**Exercise tasks:**
a: In the excerpt on the lands east of Babylonia, how many auxiliaries did the Cossæi supply to the Elymæi?
b: Output the part of the excerpt on the lands east of Babylonia that begins at the words "The Cossæi, like" and stops after "abstain from robbery.".
c: Go on with the excerpt on the lands east of Babylonia, picking up after its final sentence.

**Excerpt:**

As we call the country Babylonia, so we call the people Babylonians, not from the name of the city, but of the country; the case is not precisely the same, however, as regards even natives of Seleuceia, as, for instance, Diogenes, the stoic philosopher [who had the appellation of the Babylonian, and not the Seleucian].31 [17]

At the distance of 500 stadia from Seleuceia is Artemita, a considerable city, situated nearly directly to the east, which is the position also of Sitacene.32 This extensive and fertile tract of country lies between Babylon and Susiana, so that the whole road in travelling from Babylon to Susa passes through Sitacene. The road from Susa33 into the interior of Persis, through the territory of the Uxii,34 and from Persis into the middle of Carmania,35 leads also towards the east.

Persis, which is a large country, encompasses Carmania on the [west]36 and north. Close to it adjoin Parætacene,37 and the Cossæan territory as far as the Caspian Gates, inhabited by mountainous and predatory tribes. Contiguous to Susiana is Elymaïs, a great part of which is rugged, and inhabited by robbers. To Elymaïs adjoin the country about the Zagrus38 and Media.39 [18]

The Cossæi, like the neighbouring mountaineers, are for the most part archers, and are always out on foraging parties. For as they occupy a country of small extent, and barren, they are compelled by necessity to live at the expense of others. They are also necessarily powerful, for they are all fighting men. When the Elymæi were at war with the Babylonians and Susians, they supplied the Elymæi with thirteen thousand auxiliaries.

The Parætaceni attend to the cultivation of the ground more than the Cossæi, but even these people do not abstain from robbery.

The Elymæi occupy a country larger in extent, and more varied, than that of the Parætaceni. The fertile part of it is inhabited by husbandmen. The mountainous tract is a nursery for soldiers, the greatest part of whom are archers. As it is of considerable extent, it can furnish a great military force; their king, who possesses great power, refuses to be subject, like others, to the king of Parthia. The country was similarly independent in the time of the Persians, and afterwards40 in the time of the Macedonians, who governed Syria. When Antiochus the Great attempted to plunder the temple of Belus, the neighbouring barbarians, unassisted, attacked and put him to death. In after-times the king of Parthia41 heard that the temples in their country contained great wealth, but knowing that the people would not submit, and admonished by the fate of Antiochus, he invaded their country with a large army; he took the temple of Minerva, and that of Diana, called Azara, and carried away treasure to the amount of 10,000 talents. Seleuceia also, a large city on the river Hedyphon,42 was taken. It was formerly called Soloce.

There are three convenient entrances into this country; one from Media and the places about the Zagrus, through Massabatice; a second from Susis, through the district Gabiane. Both Gabiane and Massabatice are provinces of Elymæa. A third passage is that from Persis. Corbiane also is a province of Elymaïs.

Sagapeni and Silaceni, small principalities, border upon Elymaïs.

Such, then, is the number and the character of the nations situated above Babylonia towards the east.

We have said that Media and Armenia lie to the north, and Adiabene and Mesopotamia to the west of Babylonia. [19]

The greatest part of Adiabene consists of plains, and, although it is a portion of Babylon, has its own prince. In some places it is contiguous to Armenia.43 For the Medes, Armenians, and Babylonians, the three greatest nations in these parts, were from the first in the practice, on convenient opportunities, of waging continual war with each other, and then making peace, which state of things continued till the establishment of the Parthian empire.

**Data under study:**

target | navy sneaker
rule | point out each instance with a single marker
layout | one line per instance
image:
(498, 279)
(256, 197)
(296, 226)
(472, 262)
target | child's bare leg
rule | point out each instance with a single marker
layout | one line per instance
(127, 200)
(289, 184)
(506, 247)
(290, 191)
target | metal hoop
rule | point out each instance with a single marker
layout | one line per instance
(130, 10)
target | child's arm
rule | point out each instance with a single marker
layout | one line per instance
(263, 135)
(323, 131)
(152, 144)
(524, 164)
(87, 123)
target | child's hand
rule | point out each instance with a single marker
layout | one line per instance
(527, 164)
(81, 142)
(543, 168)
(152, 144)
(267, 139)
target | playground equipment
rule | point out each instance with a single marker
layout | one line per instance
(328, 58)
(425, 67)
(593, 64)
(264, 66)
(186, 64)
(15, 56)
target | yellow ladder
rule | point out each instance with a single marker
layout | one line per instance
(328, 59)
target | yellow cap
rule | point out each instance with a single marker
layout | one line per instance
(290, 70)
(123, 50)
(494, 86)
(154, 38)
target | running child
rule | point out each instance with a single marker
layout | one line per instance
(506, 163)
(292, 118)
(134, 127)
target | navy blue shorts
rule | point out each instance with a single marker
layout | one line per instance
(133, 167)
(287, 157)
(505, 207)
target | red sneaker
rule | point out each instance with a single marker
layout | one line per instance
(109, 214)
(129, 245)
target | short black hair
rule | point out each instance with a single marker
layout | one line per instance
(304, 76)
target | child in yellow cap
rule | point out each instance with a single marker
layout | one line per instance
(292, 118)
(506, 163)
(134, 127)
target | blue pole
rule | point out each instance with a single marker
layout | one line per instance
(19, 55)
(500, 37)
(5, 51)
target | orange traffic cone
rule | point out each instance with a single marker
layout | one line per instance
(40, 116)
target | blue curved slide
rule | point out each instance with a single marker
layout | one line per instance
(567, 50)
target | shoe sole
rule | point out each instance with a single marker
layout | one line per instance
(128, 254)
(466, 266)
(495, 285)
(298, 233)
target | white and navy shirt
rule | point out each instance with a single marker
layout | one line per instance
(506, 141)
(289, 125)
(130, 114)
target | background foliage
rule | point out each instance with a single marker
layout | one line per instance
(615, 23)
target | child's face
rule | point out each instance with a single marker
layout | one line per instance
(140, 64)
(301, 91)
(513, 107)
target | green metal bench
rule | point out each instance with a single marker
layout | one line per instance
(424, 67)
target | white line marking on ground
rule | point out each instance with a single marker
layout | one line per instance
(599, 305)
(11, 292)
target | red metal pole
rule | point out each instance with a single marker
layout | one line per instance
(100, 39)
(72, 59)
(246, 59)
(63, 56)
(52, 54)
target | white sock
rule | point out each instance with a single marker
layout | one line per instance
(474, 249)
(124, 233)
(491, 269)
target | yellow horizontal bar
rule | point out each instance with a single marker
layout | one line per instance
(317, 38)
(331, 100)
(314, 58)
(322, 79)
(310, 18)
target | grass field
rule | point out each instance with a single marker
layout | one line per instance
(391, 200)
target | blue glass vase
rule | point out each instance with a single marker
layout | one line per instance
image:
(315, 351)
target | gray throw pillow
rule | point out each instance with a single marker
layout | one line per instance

**Exercise responses:**
a: Thirteen thousand.

b:
The Cossæi, like the neighbouring mountaineers, are for the most part archers, and are always out on foraging parties. For as they occupy a country of small extent, and barren, they are compelled by necessity to live at the expense of others. They are also necessarily powerful, for they are all fighting men. When the Elymæi were at war with the Babylonians and Susians, they supplied the Elymæi with thirteen thousand auxiliaries.

The Parætaceni attend to the cultivation of the ground more than the Cossæi, but even these people do not abstain from robbery.

c:
The Parthians subdued the Medes and Babylonians, but never at any time conquered the Armenians. They made frequent inroads into their country, but the people were not subdued, and Tigranes, as I have mentioned in the description of Armenia,44 opposed them with great vigour and success.

Such is the nature of Adiabene. The Adiabeni are also called Saccopodes.45

We shall describe Mesopotamia and the nations towards the south, after premising a short account of the customs of the Assyrians. [20]

Their other customs are like those of the Persians, but this is peculiar to themselves: three discreet persons, chiefs of each tribe, are appointed, who present publicly young women who are marriageable, and give notice by the crier, beginning with those most in estimation, of a sale of them to men intending to become husbands. In this manner marriages are contracted.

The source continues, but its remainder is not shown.